** Image-backed grounding data **
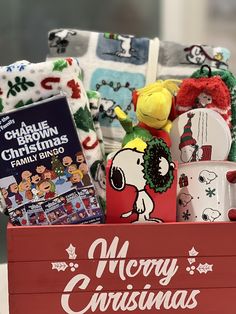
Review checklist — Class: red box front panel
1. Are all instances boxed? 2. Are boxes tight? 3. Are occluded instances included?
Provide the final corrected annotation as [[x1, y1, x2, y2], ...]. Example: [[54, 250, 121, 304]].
[[7, 222, 236, 314]]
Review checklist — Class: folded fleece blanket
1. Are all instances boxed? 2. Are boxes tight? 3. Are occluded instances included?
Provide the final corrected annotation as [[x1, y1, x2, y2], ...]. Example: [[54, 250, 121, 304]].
[[47, 28, 230, 153], [0, 58, 106, 207]]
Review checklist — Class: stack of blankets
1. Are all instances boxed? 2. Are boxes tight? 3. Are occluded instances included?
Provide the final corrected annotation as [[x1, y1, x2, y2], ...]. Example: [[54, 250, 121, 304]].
[[47, 28, 230, 153]]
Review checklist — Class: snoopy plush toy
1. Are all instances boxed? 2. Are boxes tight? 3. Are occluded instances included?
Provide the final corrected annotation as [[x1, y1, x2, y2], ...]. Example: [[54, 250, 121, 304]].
[[109, 138, 175, 223]]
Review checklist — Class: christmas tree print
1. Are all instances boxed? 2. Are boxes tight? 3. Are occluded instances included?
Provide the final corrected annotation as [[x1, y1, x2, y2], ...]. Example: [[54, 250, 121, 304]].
[[51, 155, 65, 184], [53, 59, 68, 72], [73, 105, 95, 132]]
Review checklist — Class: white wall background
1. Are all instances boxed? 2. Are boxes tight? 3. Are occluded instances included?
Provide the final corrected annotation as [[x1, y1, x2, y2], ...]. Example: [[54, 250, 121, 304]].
[[161, 0, 236, 71], [161, 0, 208, 44]]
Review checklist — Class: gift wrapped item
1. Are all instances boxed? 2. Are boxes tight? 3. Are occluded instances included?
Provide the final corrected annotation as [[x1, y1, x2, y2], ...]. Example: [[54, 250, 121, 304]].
[[47, 29, 230, 154], [0, 58, 105, 210], [178, 173, 189, 188]]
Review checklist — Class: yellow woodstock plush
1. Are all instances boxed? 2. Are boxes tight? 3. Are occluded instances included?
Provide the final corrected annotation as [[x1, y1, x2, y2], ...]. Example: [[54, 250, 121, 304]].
[[132, 80, 181, 147]]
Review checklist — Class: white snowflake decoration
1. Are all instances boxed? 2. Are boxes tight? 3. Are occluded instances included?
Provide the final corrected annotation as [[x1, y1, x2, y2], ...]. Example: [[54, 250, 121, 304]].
[[66, 244, 77, 260]]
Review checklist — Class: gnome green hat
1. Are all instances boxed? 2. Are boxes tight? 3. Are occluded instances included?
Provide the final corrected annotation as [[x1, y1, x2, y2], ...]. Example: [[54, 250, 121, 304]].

** Assignment **
Every line in the data that holds the string "checklist" should be copied.

** Answer below **
Review checklist — Class: red box front panel
Review checklist — Class: folded fleece blanket
Review checklist — Class: stack of blankets
Review checklist — Class: snoopy plush toy
Review checklist — Class: christmas tree print
Review checklist — Class: white wall background
Review checklist — Class: gift wrapped item
Review checklist — Class: yellow woodstock plush
Review checklist — Class: white snowflake decoration
Review checklist — Class: gnome green hat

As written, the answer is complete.